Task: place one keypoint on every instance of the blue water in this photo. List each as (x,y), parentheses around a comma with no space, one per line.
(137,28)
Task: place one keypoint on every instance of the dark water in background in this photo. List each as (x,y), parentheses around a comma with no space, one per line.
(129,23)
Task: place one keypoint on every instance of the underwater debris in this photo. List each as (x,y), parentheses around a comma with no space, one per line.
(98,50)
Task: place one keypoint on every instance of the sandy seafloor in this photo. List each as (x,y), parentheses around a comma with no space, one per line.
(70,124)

■ Work to complete ■
Can you rescale the records above by writing out every line again, requests included, with each x and y coordinate in the answers multiplied by 1.05 and rounded to the nearest whole number, halves rounding up?

■ Task result ■
Task: place one keypoint on every instance of the blue water in this photo. List each as (x,y), parentheses around a comma with no space, one per line.
(144,29)
Task: place one keypoint on every instance of the dark water in background in this photo. List each as (x,y), parentheses around a comma with no space, one per line.
(135,24)
Task: place one keypoint on every instance of the underwater debris in this photo. List each as (x,y), parentheses around a comma with no space, one per line.
(103,53)
Task: place one keypoint on every instance of the sandy seafloor in this photo. List each as (x,y), parentheses around a comma with no space, one per line.
(74,130)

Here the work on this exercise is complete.